* DIRECTIONS: Could you quote, exactly as they stand, the lines running from the one with "[point] every instance of the overcast" to the final line of the material?

··· PROVIDED DATA ···

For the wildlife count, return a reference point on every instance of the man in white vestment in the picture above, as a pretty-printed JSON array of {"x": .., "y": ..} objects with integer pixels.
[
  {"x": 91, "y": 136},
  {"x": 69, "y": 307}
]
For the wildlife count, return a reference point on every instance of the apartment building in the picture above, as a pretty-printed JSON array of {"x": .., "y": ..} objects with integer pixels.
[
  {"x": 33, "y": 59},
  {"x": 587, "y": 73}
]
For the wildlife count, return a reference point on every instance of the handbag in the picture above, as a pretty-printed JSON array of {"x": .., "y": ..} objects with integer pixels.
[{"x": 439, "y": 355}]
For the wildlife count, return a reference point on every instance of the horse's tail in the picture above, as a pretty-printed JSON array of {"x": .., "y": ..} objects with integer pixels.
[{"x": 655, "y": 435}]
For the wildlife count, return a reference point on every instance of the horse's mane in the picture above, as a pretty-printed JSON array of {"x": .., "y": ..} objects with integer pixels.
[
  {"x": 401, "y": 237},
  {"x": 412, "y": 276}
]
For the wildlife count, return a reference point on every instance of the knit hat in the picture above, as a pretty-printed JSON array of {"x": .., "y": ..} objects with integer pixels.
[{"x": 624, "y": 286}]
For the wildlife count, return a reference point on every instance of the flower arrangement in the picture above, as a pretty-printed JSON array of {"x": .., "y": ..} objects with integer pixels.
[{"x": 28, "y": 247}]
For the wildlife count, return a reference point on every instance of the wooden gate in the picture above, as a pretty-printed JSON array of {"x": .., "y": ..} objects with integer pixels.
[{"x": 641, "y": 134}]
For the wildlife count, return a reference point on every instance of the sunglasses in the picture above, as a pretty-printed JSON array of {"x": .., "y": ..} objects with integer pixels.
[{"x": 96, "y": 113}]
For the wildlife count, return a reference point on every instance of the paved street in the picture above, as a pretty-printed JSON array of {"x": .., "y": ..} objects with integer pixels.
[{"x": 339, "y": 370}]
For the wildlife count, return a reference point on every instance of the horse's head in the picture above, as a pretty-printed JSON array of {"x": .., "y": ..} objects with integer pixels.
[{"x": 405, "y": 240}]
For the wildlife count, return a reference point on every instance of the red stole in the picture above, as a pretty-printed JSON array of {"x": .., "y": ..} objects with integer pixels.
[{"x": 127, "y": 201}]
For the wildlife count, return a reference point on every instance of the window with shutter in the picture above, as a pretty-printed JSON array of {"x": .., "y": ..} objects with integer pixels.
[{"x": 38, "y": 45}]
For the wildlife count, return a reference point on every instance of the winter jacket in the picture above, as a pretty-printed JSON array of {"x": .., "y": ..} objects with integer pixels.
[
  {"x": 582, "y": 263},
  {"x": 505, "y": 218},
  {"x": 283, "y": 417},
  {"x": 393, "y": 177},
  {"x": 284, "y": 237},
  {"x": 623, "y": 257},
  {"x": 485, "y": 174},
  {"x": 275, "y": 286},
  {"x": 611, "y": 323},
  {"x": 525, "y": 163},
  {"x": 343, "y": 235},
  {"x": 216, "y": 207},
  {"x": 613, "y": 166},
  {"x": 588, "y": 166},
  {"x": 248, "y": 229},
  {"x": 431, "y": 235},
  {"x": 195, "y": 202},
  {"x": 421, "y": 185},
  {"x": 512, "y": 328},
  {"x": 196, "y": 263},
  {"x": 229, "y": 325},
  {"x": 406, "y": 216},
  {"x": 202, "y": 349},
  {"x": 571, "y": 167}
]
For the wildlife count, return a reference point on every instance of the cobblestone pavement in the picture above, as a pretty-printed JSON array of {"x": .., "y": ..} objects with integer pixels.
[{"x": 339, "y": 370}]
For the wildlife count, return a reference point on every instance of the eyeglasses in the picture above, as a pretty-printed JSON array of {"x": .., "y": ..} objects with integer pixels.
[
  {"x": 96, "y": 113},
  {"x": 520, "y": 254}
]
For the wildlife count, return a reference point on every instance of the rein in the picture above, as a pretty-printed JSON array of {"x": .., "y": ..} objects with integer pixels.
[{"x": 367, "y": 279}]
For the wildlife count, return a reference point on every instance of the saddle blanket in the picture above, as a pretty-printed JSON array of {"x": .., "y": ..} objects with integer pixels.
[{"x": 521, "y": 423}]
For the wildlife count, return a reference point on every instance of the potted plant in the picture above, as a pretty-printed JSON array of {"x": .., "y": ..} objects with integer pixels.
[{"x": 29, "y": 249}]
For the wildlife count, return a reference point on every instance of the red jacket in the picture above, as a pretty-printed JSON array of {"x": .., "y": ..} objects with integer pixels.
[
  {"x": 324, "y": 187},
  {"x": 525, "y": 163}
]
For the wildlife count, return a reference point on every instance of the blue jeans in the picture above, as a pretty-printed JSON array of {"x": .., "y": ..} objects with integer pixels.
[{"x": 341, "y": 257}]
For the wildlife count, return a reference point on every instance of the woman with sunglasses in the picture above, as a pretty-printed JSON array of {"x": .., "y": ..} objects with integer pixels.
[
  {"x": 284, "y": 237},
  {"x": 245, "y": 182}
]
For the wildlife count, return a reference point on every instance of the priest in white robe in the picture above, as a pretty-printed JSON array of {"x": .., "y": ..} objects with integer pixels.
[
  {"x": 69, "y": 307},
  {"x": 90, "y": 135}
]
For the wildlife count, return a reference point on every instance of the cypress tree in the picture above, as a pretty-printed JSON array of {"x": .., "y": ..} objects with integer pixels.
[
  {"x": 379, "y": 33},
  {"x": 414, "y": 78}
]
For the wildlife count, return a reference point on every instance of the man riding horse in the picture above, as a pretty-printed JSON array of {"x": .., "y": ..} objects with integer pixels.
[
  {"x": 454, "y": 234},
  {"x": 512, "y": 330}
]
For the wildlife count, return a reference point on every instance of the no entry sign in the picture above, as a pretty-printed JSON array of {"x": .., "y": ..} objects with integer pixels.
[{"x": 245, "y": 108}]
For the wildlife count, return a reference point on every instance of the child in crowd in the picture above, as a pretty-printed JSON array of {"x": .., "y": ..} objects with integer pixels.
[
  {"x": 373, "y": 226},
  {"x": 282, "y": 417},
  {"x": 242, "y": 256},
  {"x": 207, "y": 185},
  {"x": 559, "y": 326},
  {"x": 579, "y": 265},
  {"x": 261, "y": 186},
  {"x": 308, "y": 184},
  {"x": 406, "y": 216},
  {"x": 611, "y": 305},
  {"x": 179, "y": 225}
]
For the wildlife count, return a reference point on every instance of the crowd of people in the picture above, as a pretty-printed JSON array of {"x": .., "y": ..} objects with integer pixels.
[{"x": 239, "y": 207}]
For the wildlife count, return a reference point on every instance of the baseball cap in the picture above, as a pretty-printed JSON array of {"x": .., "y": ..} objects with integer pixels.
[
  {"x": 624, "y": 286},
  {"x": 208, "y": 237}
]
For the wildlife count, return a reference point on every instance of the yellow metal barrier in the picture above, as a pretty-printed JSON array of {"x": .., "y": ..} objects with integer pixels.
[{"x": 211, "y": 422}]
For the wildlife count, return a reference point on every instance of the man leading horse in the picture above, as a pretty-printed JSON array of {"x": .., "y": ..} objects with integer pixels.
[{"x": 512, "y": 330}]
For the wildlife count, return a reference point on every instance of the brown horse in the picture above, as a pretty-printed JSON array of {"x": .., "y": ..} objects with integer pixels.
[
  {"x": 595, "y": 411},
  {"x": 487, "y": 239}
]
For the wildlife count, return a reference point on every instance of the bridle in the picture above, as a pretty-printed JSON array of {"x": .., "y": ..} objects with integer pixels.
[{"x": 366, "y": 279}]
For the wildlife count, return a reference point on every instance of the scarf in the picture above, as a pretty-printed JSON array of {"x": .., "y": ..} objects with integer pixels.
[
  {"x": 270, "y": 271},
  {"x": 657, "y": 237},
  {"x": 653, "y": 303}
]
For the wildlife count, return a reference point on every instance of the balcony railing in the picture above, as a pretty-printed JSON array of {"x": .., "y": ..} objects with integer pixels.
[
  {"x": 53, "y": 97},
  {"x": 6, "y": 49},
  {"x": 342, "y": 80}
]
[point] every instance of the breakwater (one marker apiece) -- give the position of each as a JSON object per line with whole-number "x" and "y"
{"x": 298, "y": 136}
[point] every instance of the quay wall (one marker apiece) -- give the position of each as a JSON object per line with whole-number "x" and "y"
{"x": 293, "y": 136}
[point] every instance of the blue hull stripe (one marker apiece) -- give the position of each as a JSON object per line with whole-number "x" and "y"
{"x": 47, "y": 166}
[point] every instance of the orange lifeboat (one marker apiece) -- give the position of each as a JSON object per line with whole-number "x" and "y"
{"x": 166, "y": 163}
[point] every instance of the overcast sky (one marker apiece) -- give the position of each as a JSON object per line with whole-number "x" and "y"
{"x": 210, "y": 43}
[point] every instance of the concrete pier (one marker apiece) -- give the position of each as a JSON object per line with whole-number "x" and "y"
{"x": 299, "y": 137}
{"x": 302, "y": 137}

···

* TASK RESPONSE:
[point] every instance of the overcast sky (one marker apiece) -- give the position of each as a JSON object per line with whole-number "x" and "y"
{"x": 210, "y": 43}
[point] every instance of the concrete pier (one marker apiece) -- give the position of each as a JSON object per line with whole-number "x" and "y"
{"x": 299, "y": 137}
{"x": 302, "y": 137}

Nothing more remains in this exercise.